Records from a collection
------------

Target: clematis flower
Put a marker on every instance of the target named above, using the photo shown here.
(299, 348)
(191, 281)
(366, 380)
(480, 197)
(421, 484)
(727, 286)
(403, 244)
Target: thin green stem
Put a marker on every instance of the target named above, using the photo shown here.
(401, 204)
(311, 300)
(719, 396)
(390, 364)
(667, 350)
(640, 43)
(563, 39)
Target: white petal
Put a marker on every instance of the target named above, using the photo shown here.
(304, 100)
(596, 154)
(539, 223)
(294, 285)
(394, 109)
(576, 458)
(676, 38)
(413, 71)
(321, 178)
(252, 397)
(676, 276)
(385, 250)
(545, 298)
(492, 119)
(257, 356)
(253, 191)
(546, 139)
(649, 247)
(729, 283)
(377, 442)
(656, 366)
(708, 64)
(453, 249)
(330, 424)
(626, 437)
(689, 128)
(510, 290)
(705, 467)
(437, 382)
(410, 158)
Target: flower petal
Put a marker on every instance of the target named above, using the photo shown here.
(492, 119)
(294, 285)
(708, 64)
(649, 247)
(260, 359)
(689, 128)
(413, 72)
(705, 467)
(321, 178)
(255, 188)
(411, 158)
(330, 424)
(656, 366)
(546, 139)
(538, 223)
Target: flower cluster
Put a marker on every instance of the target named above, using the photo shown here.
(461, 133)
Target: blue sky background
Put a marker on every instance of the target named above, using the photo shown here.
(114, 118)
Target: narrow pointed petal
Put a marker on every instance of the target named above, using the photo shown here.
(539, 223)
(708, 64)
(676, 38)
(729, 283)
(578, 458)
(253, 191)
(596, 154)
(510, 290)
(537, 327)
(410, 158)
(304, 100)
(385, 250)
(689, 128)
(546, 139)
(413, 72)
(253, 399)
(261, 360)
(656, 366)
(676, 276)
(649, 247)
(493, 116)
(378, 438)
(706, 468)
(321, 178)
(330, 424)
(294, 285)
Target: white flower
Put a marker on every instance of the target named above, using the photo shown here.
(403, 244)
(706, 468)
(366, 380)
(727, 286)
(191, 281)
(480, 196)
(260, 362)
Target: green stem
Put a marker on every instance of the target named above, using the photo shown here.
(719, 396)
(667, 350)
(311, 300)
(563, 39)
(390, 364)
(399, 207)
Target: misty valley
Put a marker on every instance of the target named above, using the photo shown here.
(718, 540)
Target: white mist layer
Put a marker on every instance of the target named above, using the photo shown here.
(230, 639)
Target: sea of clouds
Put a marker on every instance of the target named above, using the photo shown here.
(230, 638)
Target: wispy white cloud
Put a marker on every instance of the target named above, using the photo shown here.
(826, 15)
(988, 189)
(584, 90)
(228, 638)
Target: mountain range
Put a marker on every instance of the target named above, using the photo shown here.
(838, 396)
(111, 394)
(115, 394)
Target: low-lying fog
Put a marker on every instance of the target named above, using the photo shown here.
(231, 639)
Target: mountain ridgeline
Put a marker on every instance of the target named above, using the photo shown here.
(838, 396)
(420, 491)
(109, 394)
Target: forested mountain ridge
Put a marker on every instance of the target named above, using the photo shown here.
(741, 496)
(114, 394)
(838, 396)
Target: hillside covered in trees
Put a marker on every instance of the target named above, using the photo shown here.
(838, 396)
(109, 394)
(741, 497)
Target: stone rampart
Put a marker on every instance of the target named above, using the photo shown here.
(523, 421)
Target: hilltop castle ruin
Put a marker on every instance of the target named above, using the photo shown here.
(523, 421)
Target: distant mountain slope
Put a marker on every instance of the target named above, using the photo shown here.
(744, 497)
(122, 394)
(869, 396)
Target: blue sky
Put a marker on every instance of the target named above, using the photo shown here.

------------

• GIVEN REQUEST: The full set of records should be duplicated exactly.

• RESPONSE TO THE TASK:
Target: clematis flower
Put a marker on every instance of the target named above, using the photo shown here.
(299, 348)
(191, 281)
(366, 380)
(480, 197)
(421, 484)
(727, 286)
(403, 244)
Target: thin green stem
Put a marker on every instance of the target named above, using the photo shown here.
(401, 204)
(311, 300)
(719, 396)
(390, 364)
(667, 350)
(640, 43)
(563, 39)
Target: white petal
Put a marker on every instance of the target named above, using the photo shown here.
(304, 100)
(596, 154)
(539, 223)
(294, 285)
(394, 109)
(576, 458)
(676, 38)
(413, 71)
(321, 178)
(252, 397)
(676, 276)
(385, 250)
(545, 298)
(492, 119)
(257, 356)
(253, 191)
(546, 139)
(649, 247)
(729, 283)
(377, 442)
(656, 366)
(708, 64)
(453, 249)
(330, 424)
(626, 437)
(689, 128)
(510, 290)
(705, 467)
(437, 382)
(410, 158)
Target: flower petal
Put a marker on every instance of the target named above, using the photo shown here.
(492, 119)
(294, 285)
(708, 64)
(649, 247)
(260, 359)
(689, 128)
(413, 72)
(705, 467)
(321, 178)
(255, 188)
(411, 158)
(330, 424)
(656, 366)
(546, 139)
(538, 223)
Target: flower cluster
Put a marker on every instance of the target named above, using the photo shown here.
(461, 133)
Target: blue sky background
Put a marker on every instance of the target named above, using the photo shown here.
(114, 118)
Target: narrow pointed petal
Put a marker on every instance of the target named above, using the photo shown here.
(539, 223)
(708, 64)
(676, 38)
(729, 283)
(578, 458)
(253, 191)
(596, 154)
(510, 290)
(537, 327)
(410, 158)
(304, 100)
(385, 250)
(689, 128)
(546, 139)
(413, 72)
(253, 399)
(261, 360)
(656, 366)
(676, 276)
(649, 247)
(493, 116)
(378, 438)
(706, 468)
(321, 178)
(330, 424)
(294, 285)
Target: white flower
Put a marker on every instance of the target named above, using the photo shown here.
(403, 244)
(706, 468)
(366, 380)
(727, 286)
(191, 281)
(480, 196)
(260, 362)
Target: green stem
Put a marker on every instance of the target named above, using the photo shown here.
(719, 396)
(667, 350)
(311, 300)
(563, 39)
(390, 364)
(399, 207)
Target: misty valley
Put a marker on every instance of the target named above, using the photo shown here.
(718, 540)
Target: white mist layer
Put a marker on every instance of the target named above, using the photo shown here.
(230, 639)
Target: sea of clouds
Put a marker on every instance of the target named above, using the photo shown here.
(230, 638)
Target: wispy white cloud
Put a marker on every instance of the target named above, using the photo shown here.
(826, 15)
(988, 189)
(584, 90)
(228, 638)
Target: mountain range
Put a marker on every instance of the target named above, using the photo shown here.
(838, 396)
(111, 394)
(115, 394)
Target: low-lying fog
Put a marker on every instance of the target named above, using the photo shown here.
(231, 639)
Target: mountain ridgeline
Put a marker on every instance of the target named above, using the photo shown here.
(838, 396)
(420, 491)
(109, 394)
Target: forested mountain ridge
Put a marker on every instance of the target named above, using the photo shown here.
(741, 496)
(114, 394)
(838, 396)
Target: hillside covered in trees
Put a marker on every instance of the target named above, using the photo shown here.
(838, 396)
(109, 394)
(741, 497)
Target: stone rampart
Put a marker on every instance of the target named above, using the photo shown here.
(523, 421)
Target: hilltop castle ruin
Put a marker on every instance of the target named above, using the photo shown here.
(523, 421)
Target: distant mountain slope
Put a marker on every instance of the target named above, using the photo shown here.
(744, 497)
(122, 394)
(869, 396)
Target: blue sky
Put a marker on every instance of the target named above, using the photo shown here.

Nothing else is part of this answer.